In the SimBank project description, what is the project's end date?

Source passage:
▼▼▼
Catalysis Meeting

SimBank: Planning population genetic simulations to test statistical genetics software

PI(s): Michael Whitlock (University of British Columbia)
Victoria Sork (UCLA)
Matthew Hahn (Indiana University)
Start Date: 15-Nov-2013
End Date: 30-Nov-2014
Keywords: population genetics, landscape ecology, software

This catalysis group will plan the implementation of SimBank, a large, openly-available series of population genetic landscape simulations, intended for easy testing and validation of statistical genetics methods and based on realistic scenarios from natural populations across a range of taxa.
Genetic and genomic data allow us to estimate numerous biological parameters through statistical genetics techniques. However, these techniques necessarily make many assumptions that do not match biology. As a result, the value of these statistical approaches may depend on the biological details of the evolutionary and demographic history of the populations being studied. Statistical genetics techniques need to be better tested and validated than they currently are, and the best way to do this is by comparisons to genetic simulation of biologically reasonable situations.
This catalysis group will plan for the creation of a test bank of simulated genomic data. We will create a core list of biological scenarios that can test a wide variety of statistical methods, over a range of assumptions about evolutionary history, demography, and genetic details.
Creating such simulations is non-trivial, because of the necessity of coding a variety of scenarios and the processor time required to do large-scale simulations. However, many types of statistical genetics techniques can be tested on a common set of simulations. In this way, we can share processor time and discuss as a community what issues are most important to cover.
The group will mix statisticians and programmers with empirical biologists, with expertise in evolution, landscape ecology, and geospatial pattern analysis.
▲▲▲
(Natural-language descriptions of regions)
▼▼▼
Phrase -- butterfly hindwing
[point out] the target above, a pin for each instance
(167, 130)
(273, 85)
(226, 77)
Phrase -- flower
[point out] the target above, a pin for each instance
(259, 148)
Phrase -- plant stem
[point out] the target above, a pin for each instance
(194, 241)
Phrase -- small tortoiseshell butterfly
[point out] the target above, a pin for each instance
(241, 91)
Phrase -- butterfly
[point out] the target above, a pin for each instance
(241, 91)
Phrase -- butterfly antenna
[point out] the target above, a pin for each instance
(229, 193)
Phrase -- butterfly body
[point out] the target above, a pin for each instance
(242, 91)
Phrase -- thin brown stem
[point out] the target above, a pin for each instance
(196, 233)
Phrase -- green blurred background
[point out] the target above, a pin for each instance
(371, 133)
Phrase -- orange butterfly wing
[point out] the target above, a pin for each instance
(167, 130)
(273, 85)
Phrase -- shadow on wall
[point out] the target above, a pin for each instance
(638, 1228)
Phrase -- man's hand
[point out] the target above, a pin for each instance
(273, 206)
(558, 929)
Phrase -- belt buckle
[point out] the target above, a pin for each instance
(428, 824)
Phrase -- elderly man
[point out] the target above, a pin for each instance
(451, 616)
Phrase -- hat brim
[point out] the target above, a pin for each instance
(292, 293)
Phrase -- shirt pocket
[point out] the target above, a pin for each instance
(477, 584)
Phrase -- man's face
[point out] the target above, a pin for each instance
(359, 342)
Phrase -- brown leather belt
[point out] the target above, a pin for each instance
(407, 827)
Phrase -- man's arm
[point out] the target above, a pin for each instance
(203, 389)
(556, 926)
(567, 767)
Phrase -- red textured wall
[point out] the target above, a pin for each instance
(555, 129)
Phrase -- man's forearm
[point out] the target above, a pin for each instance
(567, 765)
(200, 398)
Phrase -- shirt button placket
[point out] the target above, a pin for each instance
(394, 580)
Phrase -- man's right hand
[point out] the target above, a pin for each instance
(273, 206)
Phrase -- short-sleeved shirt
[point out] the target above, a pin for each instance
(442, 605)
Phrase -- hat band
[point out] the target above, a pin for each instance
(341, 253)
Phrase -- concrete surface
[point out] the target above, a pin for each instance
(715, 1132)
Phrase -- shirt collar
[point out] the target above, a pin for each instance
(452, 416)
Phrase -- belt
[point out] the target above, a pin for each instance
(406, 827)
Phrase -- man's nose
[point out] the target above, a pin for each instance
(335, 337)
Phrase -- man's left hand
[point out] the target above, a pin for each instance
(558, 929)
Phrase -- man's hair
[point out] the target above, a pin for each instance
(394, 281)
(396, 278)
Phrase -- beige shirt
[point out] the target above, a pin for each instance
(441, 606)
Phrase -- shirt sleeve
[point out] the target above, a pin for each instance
▲▲▲
Response area: 30-Nov-2014